[[ AVAILABLE DATA open ]]
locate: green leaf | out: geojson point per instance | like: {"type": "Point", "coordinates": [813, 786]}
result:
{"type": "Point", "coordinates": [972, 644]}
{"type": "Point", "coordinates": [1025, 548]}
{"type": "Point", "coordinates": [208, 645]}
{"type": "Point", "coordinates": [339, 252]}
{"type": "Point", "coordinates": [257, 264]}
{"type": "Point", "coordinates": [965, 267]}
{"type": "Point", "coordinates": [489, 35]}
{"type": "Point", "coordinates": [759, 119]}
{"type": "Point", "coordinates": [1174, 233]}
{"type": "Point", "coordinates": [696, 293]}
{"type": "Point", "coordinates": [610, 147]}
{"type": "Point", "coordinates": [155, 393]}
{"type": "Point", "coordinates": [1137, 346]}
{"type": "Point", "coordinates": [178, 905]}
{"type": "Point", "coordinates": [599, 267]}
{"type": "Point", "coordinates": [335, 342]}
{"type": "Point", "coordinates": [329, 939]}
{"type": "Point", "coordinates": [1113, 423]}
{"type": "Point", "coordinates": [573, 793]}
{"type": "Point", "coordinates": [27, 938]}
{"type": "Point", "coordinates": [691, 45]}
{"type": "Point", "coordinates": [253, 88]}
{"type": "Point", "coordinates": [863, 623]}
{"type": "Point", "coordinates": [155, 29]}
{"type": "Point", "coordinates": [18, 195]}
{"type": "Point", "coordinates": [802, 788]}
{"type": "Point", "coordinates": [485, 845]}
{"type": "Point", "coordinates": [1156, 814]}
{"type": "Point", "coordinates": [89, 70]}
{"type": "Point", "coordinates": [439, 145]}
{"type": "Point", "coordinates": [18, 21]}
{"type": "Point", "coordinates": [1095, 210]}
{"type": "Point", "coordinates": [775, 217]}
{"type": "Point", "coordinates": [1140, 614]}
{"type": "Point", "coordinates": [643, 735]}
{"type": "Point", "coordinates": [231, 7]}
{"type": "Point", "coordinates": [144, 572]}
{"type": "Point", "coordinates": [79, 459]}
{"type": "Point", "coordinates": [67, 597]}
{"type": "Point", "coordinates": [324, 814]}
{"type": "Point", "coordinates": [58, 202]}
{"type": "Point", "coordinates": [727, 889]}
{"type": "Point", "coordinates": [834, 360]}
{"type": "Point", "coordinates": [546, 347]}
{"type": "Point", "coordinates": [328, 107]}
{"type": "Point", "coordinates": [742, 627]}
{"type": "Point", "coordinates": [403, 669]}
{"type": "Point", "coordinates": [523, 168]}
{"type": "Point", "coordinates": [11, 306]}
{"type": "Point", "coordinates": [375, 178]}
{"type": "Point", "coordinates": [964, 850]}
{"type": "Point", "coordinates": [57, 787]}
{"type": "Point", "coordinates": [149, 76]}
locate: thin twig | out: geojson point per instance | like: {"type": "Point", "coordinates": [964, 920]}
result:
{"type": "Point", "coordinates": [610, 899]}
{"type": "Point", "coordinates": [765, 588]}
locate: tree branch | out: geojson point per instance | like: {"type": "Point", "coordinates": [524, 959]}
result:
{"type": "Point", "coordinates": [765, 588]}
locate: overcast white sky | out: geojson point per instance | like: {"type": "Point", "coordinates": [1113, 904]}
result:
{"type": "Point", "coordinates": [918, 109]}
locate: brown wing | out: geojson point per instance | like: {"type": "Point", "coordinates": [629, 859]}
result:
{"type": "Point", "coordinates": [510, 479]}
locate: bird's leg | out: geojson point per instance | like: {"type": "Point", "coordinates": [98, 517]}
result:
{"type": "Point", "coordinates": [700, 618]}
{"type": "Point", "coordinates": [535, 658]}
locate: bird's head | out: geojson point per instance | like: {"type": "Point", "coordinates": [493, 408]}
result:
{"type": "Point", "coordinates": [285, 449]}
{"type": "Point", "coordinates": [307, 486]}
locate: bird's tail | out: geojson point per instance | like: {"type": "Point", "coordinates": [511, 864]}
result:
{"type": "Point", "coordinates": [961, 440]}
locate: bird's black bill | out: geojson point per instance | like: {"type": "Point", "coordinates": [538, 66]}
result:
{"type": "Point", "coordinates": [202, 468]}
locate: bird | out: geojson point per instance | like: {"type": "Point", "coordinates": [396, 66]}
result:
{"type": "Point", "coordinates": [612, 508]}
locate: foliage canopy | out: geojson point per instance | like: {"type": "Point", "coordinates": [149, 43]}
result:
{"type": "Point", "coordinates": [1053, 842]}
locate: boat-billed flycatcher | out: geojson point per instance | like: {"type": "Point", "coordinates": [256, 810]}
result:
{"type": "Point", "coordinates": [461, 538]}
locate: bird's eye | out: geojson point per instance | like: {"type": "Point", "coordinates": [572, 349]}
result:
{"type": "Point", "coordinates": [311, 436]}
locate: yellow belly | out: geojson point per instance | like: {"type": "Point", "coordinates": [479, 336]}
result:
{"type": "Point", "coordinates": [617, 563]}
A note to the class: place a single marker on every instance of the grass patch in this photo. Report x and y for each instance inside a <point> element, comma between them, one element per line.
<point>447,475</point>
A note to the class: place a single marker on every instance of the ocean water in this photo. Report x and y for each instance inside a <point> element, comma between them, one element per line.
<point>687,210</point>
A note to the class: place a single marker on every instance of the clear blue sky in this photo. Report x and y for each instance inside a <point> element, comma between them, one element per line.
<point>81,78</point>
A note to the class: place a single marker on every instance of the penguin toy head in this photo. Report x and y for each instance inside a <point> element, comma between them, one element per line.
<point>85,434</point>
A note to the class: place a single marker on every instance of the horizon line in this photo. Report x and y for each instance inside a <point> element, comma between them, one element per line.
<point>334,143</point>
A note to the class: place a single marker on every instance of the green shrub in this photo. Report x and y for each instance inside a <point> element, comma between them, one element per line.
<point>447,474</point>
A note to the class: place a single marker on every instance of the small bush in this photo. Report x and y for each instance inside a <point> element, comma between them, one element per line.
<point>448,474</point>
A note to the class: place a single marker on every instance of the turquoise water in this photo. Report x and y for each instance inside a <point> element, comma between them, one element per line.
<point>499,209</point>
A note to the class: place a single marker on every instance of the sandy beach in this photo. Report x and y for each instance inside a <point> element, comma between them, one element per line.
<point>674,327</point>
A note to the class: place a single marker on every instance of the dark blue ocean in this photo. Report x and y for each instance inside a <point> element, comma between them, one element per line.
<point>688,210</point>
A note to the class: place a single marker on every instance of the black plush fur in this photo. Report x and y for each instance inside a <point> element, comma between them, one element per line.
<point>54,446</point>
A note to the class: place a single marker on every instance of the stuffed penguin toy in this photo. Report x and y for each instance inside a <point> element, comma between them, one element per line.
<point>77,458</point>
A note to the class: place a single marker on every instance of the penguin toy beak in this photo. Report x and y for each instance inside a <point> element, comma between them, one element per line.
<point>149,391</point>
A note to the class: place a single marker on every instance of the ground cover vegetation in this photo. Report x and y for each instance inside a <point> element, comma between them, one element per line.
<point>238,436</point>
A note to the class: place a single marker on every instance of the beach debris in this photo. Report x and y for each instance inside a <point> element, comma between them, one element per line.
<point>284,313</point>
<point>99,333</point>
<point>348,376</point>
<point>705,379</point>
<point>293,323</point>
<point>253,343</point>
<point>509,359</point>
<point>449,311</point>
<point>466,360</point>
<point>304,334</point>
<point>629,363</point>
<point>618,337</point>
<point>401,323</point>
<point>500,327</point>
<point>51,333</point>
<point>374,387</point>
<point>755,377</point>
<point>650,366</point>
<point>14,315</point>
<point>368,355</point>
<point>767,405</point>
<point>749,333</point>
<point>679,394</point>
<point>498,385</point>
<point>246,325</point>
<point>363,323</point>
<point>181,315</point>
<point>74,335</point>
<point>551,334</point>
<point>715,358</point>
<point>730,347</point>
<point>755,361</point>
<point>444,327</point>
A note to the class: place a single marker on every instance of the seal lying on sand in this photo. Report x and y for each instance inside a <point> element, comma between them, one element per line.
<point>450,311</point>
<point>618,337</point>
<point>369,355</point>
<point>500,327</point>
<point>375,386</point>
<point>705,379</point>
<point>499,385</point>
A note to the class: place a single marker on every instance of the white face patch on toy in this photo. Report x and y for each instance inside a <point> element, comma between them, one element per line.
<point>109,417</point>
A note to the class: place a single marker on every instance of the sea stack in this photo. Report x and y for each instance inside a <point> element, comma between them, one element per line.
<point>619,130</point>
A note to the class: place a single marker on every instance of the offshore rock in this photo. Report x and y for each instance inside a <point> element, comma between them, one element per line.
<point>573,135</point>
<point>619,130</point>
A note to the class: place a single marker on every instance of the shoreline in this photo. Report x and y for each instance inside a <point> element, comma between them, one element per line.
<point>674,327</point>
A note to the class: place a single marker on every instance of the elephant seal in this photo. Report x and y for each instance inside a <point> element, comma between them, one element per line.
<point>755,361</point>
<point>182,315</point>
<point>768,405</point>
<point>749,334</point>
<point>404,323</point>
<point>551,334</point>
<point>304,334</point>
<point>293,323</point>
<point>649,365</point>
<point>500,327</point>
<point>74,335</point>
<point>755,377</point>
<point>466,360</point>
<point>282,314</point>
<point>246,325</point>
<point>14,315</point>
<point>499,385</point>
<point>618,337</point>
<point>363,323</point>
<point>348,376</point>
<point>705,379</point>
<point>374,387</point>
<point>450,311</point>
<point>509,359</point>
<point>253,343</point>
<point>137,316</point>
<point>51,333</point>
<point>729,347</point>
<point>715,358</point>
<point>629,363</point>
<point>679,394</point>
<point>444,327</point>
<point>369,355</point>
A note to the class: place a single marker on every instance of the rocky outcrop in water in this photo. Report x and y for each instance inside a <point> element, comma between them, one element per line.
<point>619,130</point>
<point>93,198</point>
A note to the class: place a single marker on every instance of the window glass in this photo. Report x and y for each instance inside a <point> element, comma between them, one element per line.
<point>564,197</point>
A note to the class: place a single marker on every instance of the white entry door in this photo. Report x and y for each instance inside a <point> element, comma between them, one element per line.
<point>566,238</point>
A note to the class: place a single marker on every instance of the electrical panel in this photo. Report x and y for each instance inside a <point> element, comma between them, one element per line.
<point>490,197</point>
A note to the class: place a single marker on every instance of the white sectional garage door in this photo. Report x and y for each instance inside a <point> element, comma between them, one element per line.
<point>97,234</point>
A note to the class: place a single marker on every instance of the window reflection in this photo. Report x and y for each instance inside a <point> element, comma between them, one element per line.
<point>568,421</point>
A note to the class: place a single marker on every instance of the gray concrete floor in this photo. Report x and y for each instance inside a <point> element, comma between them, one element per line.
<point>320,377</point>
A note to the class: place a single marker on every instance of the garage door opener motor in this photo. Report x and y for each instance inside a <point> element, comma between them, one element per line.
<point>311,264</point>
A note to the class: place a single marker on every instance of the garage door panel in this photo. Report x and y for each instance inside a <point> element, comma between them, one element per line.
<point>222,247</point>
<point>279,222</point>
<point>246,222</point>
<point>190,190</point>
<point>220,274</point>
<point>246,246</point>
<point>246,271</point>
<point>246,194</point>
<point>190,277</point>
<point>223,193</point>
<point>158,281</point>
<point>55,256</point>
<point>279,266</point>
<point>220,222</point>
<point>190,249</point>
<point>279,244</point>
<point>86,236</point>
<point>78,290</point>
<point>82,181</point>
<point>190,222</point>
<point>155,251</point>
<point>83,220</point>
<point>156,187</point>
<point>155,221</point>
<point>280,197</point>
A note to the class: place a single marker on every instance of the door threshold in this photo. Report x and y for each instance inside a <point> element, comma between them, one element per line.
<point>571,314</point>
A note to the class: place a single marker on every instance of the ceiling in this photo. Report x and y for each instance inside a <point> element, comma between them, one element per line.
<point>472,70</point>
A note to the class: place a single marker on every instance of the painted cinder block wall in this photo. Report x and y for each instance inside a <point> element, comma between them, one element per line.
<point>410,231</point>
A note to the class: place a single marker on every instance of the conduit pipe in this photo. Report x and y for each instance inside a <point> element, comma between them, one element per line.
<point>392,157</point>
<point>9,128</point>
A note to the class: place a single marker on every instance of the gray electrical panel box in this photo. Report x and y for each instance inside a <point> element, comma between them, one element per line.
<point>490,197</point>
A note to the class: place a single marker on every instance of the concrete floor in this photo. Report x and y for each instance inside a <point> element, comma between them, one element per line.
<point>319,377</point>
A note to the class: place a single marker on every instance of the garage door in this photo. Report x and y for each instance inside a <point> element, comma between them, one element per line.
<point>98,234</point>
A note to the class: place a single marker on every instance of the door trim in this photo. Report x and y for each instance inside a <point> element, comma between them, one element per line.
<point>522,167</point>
[[ AVAILABLE DATA closed ]]
WHAT THE TASK ASKS
Among the entries above, the lines between the ones containing "locate: thin twig" and "locate: boat-billed flycatcher", inclusive, are to be transcribed exactly. No other line is to be given.

COMPLETED TASK
locate: thin twig | out: geojson point per instance | like: {"type": "Point", "coordinates": [964, 920]}
result:
{"type": "Point", "coordinates": [610, 899]}
{"type": "Point", "coordinates": [765, 588]}
locate: tree branch | out: geojson point per instance | like: {"type": "Point", "coordinates": [524, 959]}
result:
{"type": "Point", "coordinates": [765, 588]}
locate: overcast white sky | out: geojson point per instance | like: {"type": "Point", "coordinates": [1113, 904]}
result:
{"type": "Point", "coordinates": [918, 109]}
locate: brown wing | out: geojson point per instance | like: {"type": "Point", "coordinates": [629, 859]}
result:
{"type": "Point", "coordinates": [510, 479]}
locate: bird's leg | out: geojson point per instance | like: {"type": "Point", "coordinates": [98, 517]}
result:
{"type": "Point", "coordinates": [700, 618]}
{"type": "Point", "coordinates": [535, 658]}
locate: bird's head | out: geojson point per instance | like: {"type": "Point", "coordinates": [493, 408]}
result:
{"type": "Point", "coordinates": [285, 449]}
{"type": "Point", "coordinates": [307, 486]}
locate: bird's tail | out: geojson point per instance | like: {"type": "Point", "coordinates": [511, 864]}
result:
{"type": "Point", "coordinates": [961, 440]}
locate: bird's black bill | out: geojson point per instance | like: {"type": "Point", "coordinates": [538, 66]}
result:
{"type": "Point", "coordinates": [202, 468]}
locate: bird | out: geojson point per instance | like: {"type": "Point", "coordinates": [396, 66]}
result:
{"type": "Point", "coordinates": [612, 508]}
locate: foliage canopy | out: geojson point per instance | like: {"type": "Point", "coordinates": [149, 43]}
result:
{"type": "Point", "coordinates": [1053, 842]}
locate: boat-billed flycatcher | out: geojson point per instance | like: {"type": "Point", "coordinates": [256, 810]}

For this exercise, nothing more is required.